Records for this exercise below:

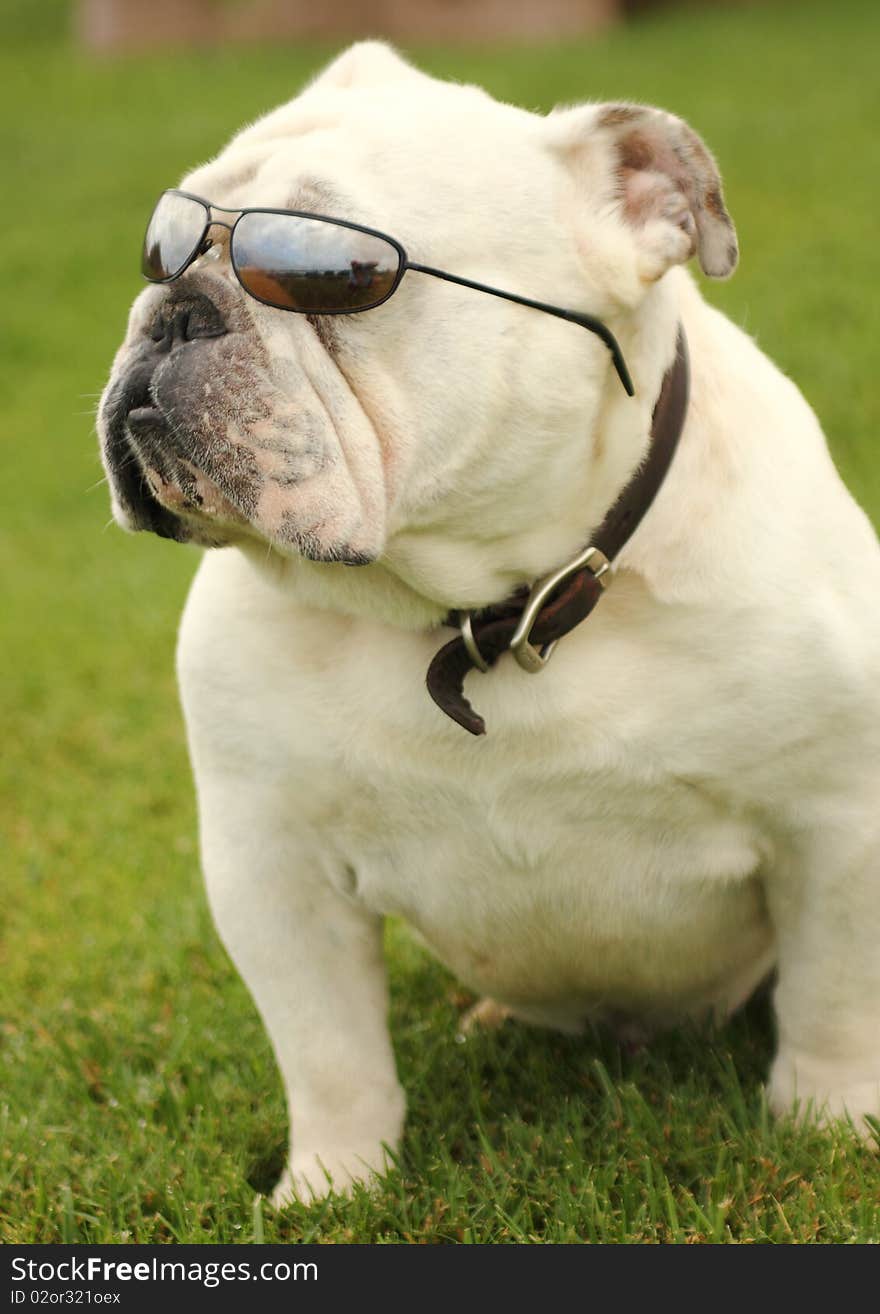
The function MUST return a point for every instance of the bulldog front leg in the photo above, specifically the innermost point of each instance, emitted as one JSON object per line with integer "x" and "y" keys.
{"x": 313, "y": 962}
{"x": 828, "y": 999}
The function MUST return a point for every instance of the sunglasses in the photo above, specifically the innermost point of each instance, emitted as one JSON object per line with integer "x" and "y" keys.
{"x": 309, "y": 263}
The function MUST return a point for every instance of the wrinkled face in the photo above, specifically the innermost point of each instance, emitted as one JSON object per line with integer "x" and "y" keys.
{"x": 227, "y": 421}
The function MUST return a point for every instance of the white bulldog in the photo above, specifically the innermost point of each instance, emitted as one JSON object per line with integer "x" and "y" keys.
{"x": 687, "y": 798}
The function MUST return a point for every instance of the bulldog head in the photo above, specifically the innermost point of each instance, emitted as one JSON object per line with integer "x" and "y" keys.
{"x": 443, "y": 418}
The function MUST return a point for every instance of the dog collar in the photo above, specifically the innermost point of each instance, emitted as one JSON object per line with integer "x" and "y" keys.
{"x": 532, "y": 620}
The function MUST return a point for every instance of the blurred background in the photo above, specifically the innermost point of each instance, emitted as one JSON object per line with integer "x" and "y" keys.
{"x": 113, "y": 1050}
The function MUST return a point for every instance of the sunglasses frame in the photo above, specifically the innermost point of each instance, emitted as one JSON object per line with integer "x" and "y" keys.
{"x": 204, "y": 245}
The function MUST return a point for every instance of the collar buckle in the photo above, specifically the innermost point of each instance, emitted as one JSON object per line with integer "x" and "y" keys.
{"x": 529, "y": 657}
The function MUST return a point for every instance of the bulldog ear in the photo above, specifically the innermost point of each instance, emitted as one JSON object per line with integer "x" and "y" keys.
{"x": 364, "y": 65}
{"x": 665, "y": 181}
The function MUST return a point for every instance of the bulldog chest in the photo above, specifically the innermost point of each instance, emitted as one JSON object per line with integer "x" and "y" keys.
{"x": 565, "y": 902}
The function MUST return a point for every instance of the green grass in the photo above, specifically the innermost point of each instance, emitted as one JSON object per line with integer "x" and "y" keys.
{"x": 138, "y": 1097}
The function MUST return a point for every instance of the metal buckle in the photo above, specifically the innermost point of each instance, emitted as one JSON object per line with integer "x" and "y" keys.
{"x": 470, "y": 643}
{"x": 529, "y": 657}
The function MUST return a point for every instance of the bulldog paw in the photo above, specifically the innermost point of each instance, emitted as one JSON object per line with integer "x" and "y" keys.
{"x": 313, "y": 1176}
{"x": 820, "y": 1092}
{"x": 486, "y": 1015}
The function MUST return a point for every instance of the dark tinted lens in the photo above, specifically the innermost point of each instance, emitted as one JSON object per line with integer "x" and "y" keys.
{"x": 172, "y": 235}
{"x": 311, "y": 264}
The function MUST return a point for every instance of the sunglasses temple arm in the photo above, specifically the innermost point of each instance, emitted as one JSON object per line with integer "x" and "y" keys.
{"x": 572, "y": 316}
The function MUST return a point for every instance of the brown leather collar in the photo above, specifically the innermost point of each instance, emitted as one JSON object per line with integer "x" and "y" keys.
{"x": 531, "y": 620}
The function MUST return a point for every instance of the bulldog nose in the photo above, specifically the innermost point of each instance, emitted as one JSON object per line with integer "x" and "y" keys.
{"x": 185, "y": 318}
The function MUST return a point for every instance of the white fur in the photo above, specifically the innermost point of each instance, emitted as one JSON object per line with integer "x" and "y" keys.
{"x": 688, "y": 794}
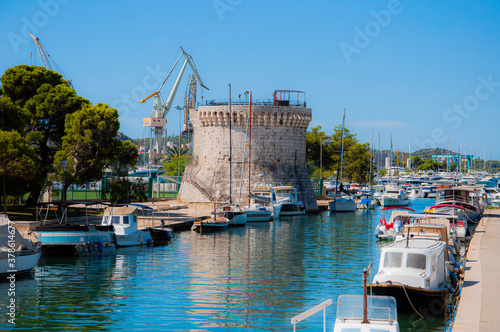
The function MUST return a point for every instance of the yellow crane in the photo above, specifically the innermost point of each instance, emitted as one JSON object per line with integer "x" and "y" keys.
{"x": 157, "y": 120}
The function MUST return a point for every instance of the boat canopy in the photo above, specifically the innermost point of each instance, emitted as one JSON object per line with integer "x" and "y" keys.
{"x": 379, "y": 307}
{"x": 398, "y": 207}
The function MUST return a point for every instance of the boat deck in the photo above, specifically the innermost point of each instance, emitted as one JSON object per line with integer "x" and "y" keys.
{"x": 478, "y": 307}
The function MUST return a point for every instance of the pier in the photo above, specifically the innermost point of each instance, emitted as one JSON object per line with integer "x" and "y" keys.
{"x": 478, "y": 307}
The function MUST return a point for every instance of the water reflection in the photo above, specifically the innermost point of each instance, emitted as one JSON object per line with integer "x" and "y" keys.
{"x": 243, "y": 279}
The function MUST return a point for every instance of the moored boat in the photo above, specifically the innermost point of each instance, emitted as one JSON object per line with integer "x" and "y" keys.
{"x": 18, "y": 255}
{"x": 124, "y": 221}
{"x": 415, "y": 272}
{"x": 465, "y": 197}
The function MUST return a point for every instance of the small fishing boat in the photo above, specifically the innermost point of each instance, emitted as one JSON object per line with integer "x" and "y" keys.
{"x": 468, "y": 198}
{"x": 459, "y": 222}
{"x": 416, "y": 271}
{"x": 18, "y": 255}
{"x": 79, "y": 237}
{"x": 394, "y": 196}
{"x": 387, "y": 230}
{"x": 258, "y": 213}
{"x": 364, "y": 200}
{"x": 358, "y": 313}
{"x": 290, "y": 205}
{"x": 415, "y": 192}
{"x": 236, "y": 215}
{"x": 123, "y": 219}
{"x": 367, "y": 313}
{"x": 211, "y": 224}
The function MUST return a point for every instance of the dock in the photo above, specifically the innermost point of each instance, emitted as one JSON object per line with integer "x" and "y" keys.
{"x": 478, "y": 307}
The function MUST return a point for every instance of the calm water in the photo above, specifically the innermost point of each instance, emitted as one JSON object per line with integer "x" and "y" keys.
{"x": 244, "y": 279}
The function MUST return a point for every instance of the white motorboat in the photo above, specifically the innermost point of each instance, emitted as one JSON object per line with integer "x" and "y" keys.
{"x": 388, "y": 230}
{"x": 258, "y": 212}
{"x": 214, "y": 223}
{"x": 493, "y": 196}
{"x": 342, "y": 203}
{"x": 415, "y": 192}
{"x": 18, "y": 255}
{"x": 364, "y": 200}
{"x": 416, "y": 273}
{"x": 358, "y": 313}
{"x": 236, "y": 215}
{"x": 72, "y": 238}
{"x": 287, "y": 197}
{"x": 266, "y": 196}
{"x": 466, "y": 197}
{"x": 459, "y": 221}
{"x": 124, "y": 221}
{"x": 394, "y": 196}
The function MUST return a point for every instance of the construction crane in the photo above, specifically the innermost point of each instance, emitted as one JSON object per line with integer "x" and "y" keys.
{"x": 46, "y": 61}
{"x": 157, "y": 120}
{"x": 189, "y": 103}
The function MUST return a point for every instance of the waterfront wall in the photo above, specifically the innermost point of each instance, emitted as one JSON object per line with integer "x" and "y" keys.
{"x": 278, "y": 152}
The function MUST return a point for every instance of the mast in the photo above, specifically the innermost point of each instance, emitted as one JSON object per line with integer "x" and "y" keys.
{"x": 339, "y": 168}
{"x": 249, "y": 147}
{"x": 230, "y": 152}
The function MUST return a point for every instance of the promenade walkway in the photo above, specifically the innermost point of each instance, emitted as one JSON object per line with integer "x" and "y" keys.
{"x": 479, "y": 307}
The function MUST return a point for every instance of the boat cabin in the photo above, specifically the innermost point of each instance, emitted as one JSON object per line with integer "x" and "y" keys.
{"x": 415, "y": 262}
{"x": 122, "y": 218}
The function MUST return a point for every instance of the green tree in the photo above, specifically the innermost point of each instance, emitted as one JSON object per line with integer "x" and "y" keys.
{"x": 356, "y": 156}
{"x": 37, "y": 105}
{"x": 90, "y": 143}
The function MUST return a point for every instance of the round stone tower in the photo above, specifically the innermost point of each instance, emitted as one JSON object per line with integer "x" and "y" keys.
{"x": 277, "y": 152}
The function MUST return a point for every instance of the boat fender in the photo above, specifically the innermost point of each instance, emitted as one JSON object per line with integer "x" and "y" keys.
{"x": 454, "y": 280}
{"x": 457, "y": 247}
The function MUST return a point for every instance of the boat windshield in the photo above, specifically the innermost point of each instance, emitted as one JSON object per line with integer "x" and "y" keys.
{"x": 379, "y": 307}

End of Records for this exercise.

What to do:
Write out only those lines that fall between the one containing "of the round" and the end of the entries, the first and last included, exactly as they read.

Answer to this problem:
The function MUST return a point for every instance of the round stone tower in the photo above, specifically the innermost point of each instance, emitted as one JSON object per line with integer "x" and "y" keys.
{"x": 277, "y": 152}
The function MUST return a point for every instance of the boat fender in the photo above, specifically the innermost point of each instance, emitted as one JSON object per line with integer "x" and "y" keys.
{"x": 454, "y": 280}
{"x": 457, "y": 247}
The function MUST return a point for every instance of the boat windshield in the photo above, specifically the innermost point of each instance, emitted as one JSON object per line with integer "x" and "y" keys.
{"x": 379, "y": 307}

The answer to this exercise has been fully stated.